Region outline records

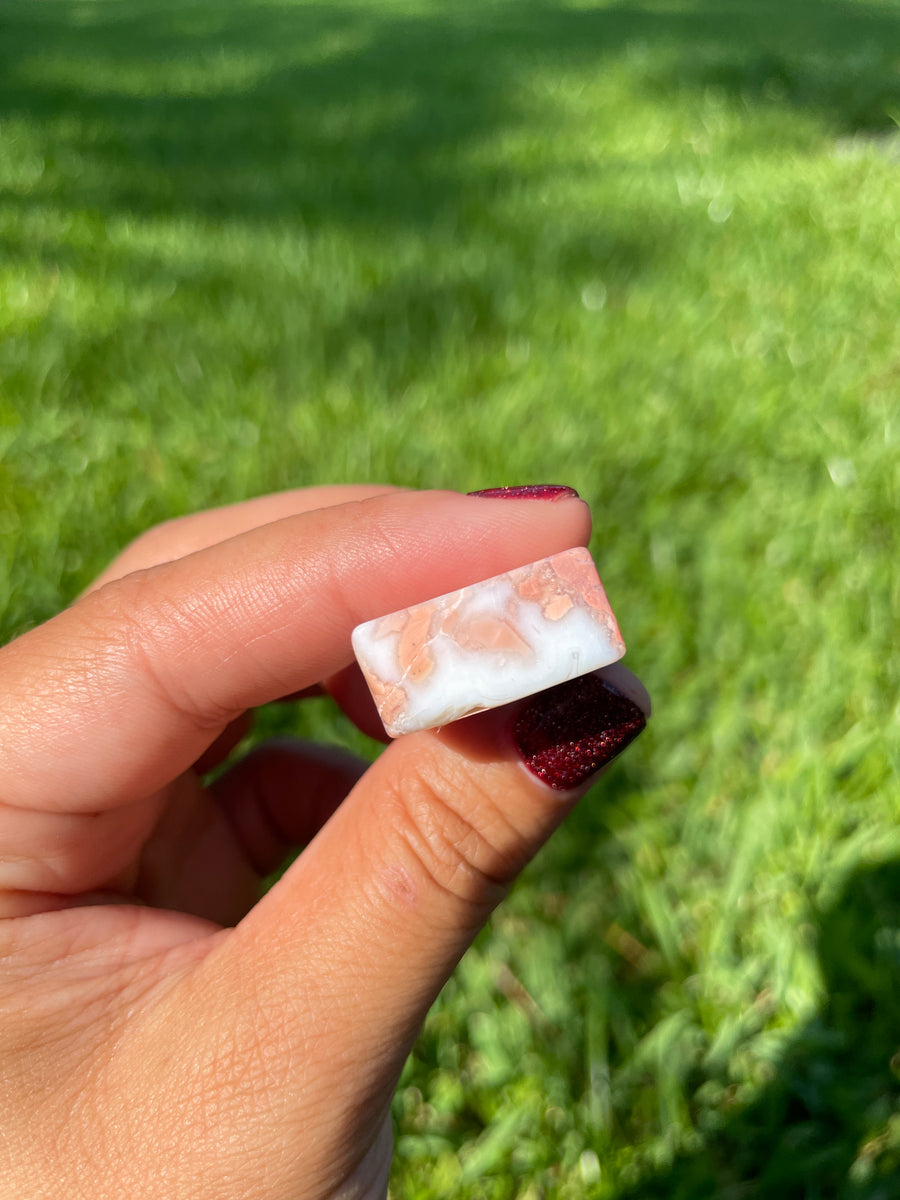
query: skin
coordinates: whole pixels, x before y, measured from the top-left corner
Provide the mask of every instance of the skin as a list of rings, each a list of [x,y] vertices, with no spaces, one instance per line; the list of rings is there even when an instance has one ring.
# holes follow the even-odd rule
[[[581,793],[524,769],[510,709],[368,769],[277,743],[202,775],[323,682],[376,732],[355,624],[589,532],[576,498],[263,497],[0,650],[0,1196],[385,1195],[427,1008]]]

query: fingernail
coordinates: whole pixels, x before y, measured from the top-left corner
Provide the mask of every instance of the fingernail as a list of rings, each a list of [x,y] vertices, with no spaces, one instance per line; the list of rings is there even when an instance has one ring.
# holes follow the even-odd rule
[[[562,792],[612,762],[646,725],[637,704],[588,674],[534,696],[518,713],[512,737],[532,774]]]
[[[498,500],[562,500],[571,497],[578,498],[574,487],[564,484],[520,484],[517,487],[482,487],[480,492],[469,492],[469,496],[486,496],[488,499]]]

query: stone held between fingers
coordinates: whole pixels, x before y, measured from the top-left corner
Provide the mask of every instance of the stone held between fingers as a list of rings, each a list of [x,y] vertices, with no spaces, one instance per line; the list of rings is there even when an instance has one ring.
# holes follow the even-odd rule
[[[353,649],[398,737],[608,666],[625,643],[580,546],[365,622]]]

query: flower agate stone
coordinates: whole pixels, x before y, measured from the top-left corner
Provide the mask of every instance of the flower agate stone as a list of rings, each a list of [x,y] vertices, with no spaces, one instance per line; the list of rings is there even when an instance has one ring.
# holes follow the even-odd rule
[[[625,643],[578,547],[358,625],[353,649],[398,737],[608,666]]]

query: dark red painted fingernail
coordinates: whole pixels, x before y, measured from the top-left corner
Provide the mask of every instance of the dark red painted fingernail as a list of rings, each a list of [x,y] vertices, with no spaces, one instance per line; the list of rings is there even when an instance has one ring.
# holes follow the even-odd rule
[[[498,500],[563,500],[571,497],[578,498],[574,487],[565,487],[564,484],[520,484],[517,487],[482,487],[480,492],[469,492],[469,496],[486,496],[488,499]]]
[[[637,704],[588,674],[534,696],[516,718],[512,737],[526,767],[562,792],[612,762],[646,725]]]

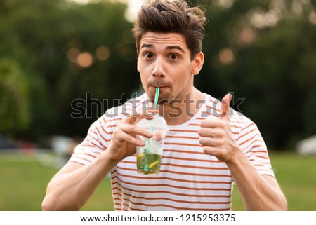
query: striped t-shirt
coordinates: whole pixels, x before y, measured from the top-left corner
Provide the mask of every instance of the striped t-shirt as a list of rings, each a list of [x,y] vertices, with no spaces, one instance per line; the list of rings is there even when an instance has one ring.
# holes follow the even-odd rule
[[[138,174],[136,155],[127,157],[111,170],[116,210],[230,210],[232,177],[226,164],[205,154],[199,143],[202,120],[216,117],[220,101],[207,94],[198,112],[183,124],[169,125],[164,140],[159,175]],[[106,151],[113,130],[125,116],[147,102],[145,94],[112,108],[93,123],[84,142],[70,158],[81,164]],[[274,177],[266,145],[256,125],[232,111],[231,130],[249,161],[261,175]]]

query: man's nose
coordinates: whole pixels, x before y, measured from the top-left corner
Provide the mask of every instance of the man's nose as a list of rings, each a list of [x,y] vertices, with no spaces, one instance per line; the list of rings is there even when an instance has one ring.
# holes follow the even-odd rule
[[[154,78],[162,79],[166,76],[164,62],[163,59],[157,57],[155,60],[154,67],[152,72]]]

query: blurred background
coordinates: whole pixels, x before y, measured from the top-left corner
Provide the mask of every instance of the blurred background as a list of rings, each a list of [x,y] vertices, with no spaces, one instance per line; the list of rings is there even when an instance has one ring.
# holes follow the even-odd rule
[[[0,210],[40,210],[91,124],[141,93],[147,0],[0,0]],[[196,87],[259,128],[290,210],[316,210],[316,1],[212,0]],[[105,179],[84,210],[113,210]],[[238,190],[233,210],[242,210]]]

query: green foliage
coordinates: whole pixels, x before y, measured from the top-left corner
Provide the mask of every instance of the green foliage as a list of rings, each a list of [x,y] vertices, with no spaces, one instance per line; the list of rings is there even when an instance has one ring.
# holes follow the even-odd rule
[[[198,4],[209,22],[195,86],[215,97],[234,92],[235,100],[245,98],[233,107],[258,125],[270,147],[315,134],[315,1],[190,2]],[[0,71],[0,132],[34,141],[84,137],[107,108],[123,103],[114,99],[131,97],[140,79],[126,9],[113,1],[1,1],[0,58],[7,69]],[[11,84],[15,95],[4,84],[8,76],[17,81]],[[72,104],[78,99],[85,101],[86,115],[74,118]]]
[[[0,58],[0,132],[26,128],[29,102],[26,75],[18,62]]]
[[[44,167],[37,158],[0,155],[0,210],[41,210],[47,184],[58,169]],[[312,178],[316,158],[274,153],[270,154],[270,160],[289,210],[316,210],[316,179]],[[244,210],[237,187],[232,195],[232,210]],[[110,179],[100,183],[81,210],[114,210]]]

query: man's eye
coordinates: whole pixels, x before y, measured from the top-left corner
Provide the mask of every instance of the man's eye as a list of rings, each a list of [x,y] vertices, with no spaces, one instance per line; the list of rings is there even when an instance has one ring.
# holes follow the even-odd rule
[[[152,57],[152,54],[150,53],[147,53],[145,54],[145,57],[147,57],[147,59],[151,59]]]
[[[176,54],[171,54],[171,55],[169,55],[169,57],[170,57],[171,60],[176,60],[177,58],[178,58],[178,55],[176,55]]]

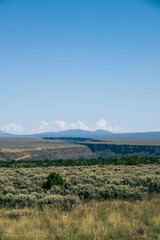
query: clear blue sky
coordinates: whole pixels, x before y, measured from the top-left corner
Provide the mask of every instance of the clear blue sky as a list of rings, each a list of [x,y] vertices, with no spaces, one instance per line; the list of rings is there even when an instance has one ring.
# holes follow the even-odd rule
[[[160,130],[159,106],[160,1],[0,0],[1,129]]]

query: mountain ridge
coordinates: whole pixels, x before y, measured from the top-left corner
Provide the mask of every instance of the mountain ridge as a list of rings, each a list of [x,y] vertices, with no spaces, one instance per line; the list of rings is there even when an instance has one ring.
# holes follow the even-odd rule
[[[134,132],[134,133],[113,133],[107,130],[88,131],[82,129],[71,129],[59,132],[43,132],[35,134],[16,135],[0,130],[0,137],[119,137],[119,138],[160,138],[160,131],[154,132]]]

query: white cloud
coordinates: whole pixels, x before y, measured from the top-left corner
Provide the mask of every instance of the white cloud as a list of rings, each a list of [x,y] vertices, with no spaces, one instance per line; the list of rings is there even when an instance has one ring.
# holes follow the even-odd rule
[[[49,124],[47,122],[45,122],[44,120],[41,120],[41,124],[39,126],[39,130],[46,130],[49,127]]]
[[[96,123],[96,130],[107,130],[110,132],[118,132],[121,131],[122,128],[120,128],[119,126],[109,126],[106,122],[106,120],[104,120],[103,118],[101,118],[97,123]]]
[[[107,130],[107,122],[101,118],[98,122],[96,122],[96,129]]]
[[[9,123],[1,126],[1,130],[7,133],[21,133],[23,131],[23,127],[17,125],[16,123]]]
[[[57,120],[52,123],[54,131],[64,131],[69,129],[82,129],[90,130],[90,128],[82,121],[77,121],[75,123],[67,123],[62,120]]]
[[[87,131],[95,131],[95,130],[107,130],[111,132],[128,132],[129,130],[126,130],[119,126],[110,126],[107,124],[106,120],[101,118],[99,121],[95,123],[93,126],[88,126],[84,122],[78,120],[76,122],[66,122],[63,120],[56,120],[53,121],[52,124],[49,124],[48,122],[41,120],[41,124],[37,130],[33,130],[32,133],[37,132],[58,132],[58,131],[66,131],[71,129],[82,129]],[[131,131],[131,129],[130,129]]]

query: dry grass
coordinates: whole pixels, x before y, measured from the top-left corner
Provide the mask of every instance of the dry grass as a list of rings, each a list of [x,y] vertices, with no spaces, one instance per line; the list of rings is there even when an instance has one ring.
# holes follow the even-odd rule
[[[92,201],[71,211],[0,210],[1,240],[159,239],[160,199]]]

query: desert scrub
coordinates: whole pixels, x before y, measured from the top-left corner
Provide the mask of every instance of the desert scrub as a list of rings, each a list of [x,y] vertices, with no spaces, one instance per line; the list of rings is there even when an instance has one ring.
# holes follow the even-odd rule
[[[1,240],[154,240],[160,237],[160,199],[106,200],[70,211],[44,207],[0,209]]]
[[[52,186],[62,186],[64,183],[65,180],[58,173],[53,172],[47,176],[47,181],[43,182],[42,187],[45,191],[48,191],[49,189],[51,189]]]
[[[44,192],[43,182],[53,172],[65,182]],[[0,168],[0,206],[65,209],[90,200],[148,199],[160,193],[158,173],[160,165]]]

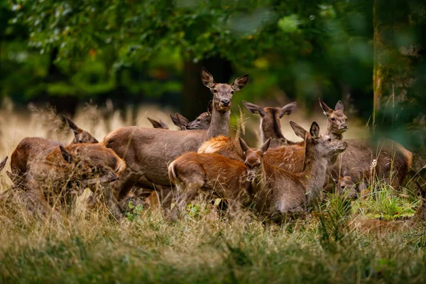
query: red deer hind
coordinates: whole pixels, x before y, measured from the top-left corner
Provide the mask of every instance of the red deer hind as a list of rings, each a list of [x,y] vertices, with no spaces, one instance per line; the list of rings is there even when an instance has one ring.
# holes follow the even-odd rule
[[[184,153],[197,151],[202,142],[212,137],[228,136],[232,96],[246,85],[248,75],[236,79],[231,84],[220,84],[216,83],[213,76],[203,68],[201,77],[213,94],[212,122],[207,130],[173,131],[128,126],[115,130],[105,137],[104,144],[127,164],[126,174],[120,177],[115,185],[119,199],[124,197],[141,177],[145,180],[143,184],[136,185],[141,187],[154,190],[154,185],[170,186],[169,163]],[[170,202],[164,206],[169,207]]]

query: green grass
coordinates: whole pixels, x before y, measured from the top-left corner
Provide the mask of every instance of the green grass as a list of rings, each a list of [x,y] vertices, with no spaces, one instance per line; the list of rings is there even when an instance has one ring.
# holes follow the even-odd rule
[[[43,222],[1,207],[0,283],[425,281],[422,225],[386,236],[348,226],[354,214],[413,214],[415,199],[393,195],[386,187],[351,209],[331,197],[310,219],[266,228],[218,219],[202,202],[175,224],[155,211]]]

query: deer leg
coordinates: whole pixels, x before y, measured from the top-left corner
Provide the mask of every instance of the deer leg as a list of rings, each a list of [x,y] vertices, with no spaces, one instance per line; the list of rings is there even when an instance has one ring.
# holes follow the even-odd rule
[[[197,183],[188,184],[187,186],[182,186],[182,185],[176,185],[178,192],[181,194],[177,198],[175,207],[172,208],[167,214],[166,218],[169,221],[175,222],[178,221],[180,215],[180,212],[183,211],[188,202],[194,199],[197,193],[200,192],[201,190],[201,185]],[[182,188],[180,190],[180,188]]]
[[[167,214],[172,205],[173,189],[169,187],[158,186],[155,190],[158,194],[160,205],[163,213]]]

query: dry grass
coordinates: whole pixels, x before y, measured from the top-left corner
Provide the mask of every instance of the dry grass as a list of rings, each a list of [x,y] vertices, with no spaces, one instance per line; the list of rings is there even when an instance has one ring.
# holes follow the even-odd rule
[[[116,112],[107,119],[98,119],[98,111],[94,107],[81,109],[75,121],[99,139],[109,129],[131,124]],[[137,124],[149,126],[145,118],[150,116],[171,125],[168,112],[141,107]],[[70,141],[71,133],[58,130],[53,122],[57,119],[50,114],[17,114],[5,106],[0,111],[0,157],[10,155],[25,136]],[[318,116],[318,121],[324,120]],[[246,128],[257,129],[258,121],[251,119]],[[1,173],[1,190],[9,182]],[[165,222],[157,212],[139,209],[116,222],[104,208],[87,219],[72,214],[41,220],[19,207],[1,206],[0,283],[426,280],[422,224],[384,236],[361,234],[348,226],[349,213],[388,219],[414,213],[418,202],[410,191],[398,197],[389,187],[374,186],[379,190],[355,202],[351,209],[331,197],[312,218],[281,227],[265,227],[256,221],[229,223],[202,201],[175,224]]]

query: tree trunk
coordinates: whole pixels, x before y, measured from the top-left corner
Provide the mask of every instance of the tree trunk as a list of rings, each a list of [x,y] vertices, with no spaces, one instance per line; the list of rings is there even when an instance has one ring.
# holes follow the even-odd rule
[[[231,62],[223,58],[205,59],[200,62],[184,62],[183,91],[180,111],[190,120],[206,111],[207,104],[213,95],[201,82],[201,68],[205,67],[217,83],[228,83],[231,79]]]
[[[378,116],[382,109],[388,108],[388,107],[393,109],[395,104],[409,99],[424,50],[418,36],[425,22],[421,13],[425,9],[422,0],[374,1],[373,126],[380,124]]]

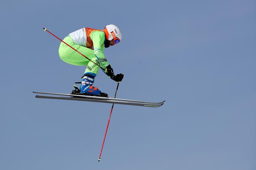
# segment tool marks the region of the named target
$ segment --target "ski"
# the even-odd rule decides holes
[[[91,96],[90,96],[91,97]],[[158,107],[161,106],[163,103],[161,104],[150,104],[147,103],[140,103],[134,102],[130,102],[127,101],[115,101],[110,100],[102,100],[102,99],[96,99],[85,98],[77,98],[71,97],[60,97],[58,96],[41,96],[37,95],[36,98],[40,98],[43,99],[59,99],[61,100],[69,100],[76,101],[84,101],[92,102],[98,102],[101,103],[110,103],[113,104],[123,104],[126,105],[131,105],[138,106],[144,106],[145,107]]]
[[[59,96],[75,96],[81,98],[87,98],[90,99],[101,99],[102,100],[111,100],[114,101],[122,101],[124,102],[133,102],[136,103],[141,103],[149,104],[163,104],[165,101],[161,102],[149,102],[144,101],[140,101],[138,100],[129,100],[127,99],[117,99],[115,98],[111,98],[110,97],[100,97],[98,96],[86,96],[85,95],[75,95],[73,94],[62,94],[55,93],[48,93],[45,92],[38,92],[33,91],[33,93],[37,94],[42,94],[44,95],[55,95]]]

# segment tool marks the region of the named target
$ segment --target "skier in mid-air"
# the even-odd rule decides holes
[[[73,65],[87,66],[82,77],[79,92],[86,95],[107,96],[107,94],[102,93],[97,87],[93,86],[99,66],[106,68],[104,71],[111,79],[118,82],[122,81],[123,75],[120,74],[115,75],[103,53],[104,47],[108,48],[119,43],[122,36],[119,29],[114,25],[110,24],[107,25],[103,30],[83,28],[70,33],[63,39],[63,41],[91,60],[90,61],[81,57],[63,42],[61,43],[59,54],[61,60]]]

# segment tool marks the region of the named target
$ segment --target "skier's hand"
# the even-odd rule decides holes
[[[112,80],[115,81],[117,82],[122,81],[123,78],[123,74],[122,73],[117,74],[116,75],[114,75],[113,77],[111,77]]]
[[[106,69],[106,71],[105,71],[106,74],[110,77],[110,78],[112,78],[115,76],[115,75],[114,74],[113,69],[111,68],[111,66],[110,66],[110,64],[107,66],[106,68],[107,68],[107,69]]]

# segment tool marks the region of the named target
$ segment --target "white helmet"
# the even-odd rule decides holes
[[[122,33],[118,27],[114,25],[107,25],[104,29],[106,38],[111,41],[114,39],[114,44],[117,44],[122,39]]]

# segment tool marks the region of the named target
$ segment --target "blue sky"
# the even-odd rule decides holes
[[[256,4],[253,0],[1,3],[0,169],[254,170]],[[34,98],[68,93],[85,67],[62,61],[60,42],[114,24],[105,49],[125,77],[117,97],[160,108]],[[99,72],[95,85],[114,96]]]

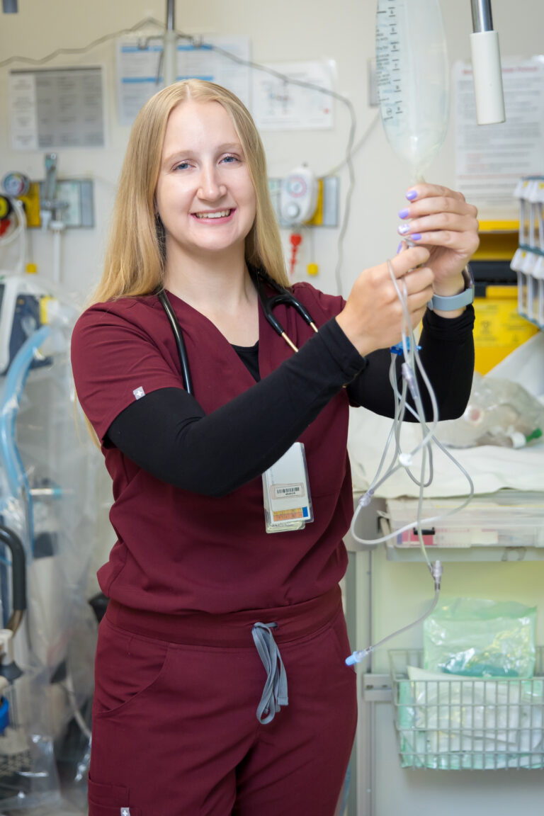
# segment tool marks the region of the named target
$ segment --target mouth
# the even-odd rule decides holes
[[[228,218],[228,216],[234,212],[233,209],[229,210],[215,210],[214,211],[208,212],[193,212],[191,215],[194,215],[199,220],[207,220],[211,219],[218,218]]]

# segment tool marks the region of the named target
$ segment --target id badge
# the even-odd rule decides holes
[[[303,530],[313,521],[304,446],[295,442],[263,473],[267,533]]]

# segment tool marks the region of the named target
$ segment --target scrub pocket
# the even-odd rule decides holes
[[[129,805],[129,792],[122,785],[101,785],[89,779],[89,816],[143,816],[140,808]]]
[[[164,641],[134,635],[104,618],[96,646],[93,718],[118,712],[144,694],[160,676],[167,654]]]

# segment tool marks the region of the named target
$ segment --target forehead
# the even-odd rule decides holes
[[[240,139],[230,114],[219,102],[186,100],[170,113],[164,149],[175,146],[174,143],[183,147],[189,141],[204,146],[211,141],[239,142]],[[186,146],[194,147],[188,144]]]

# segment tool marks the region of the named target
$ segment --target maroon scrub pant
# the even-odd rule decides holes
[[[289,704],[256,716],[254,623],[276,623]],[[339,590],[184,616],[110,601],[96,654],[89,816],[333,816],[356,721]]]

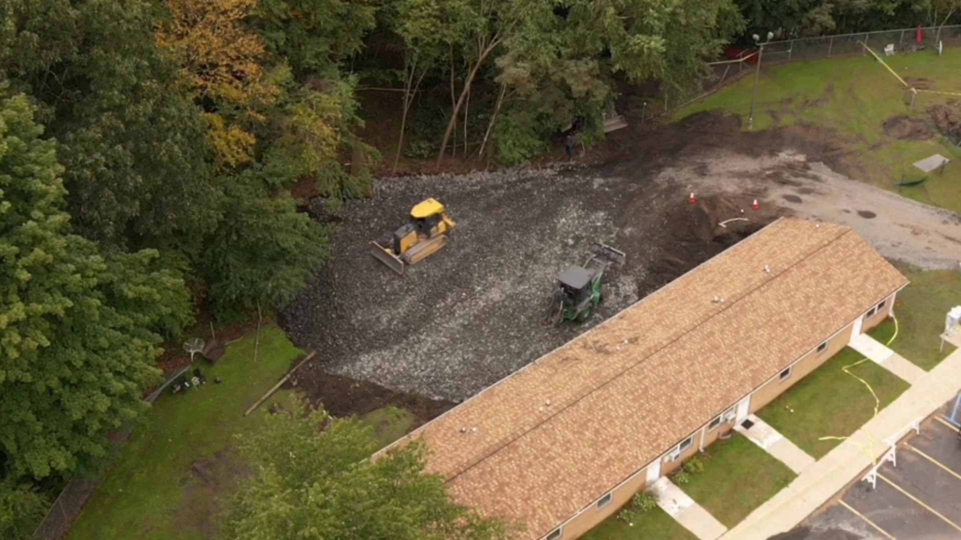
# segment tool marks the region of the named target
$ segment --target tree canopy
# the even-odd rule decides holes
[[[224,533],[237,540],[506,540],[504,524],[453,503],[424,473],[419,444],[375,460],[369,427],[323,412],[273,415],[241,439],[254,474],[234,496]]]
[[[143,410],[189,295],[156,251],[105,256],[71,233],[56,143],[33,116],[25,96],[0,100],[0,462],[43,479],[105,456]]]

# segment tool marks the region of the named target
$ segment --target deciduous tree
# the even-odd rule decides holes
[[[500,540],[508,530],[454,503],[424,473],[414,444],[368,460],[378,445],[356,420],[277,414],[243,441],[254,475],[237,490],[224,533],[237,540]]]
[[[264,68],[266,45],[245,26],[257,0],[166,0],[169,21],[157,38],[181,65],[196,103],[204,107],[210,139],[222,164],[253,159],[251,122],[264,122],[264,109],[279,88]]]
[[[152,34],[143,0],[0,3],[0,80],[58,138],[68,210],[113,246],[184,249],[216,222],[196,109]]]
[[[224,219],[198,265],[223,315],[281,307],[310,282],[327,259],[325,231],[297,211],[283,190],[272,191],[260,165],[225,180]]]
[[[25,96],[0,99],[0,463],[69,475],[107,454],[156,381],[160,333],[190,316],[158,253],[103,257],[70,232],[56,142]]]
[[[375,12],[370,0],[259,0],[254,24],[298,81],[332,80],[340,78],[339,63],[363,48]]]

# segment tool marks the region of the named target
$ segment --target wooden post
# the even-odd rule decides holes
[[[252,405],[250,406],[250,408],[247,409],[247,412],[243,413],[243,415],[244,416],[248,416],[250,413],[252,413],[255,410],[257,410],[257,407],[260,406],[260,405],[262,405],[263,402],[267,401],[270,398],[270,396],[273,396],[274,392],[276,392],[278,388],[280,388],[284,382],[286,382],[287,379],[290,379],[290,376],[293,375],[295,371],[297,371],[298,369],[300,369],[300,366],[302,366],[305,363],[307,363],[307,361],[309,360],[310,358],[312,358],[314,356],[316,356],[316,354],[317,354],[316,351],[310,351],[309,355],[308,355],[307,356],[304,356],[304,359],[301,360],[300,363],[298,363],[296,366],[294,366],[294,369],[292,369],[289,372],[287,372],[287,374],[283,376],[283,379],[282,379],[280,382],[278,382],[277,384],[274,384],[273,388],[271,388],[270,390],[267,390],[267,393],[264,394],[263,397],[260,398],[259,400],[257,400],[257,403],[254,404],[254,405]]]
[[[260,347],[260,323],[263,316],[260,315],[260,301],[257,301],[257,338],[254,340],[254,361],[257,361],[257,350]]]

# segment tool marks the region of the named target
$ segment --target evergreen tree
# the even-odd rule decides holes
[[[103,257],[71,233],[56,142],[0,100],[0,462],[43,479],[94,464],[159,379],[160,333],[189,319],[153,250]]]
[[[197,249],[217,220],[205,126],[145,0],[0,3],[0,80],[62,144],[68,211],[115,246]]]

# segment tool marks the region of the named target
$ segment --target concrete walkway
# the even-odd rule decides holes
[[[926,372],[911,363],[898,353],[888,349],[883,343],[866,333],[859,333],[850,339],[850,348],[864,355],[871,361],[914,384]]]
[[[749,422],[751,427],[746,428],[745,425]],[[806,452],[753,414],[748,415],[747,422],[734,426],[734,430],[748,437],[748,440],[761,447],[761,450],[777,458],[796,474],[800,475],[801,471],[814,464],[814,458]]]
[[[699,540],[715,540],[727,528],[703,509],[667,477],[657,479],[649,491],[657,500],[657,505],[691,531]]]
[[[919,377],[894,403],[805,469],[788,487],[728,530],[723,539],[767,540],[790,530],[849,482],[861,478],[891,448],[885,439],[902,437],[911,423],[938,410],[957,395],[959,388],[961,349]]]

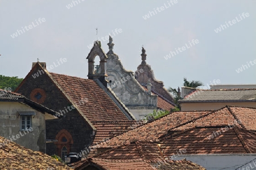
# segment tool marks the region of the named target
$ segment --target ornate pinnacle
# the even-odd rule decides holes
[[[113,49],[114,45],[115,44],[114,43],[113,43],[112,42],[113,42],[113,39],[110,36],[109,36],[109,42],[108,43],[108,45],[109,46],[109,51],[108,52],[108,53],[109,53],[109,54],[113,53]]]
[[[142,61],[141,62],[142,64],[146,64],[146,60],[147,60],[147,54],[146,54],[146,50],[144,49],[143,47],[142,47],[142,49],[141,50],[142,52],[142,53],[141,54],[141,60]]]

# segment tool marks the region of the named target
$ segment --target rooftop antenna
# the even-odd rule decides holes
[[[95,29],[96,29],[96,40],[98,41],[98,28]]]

▸ **WRITTEN EXERCISE**
Locate every line in the records above that contains the string "foliage", matching case exactly, and copy each of those lines.

▸ **THE RESPONSE**
query: green foliage
Provide the mask of every instance of the green foliage as a list of rings, each a list of [x,y] vertices, with no spaces, one instance per line; the list of rings is there even when an instance has one ring.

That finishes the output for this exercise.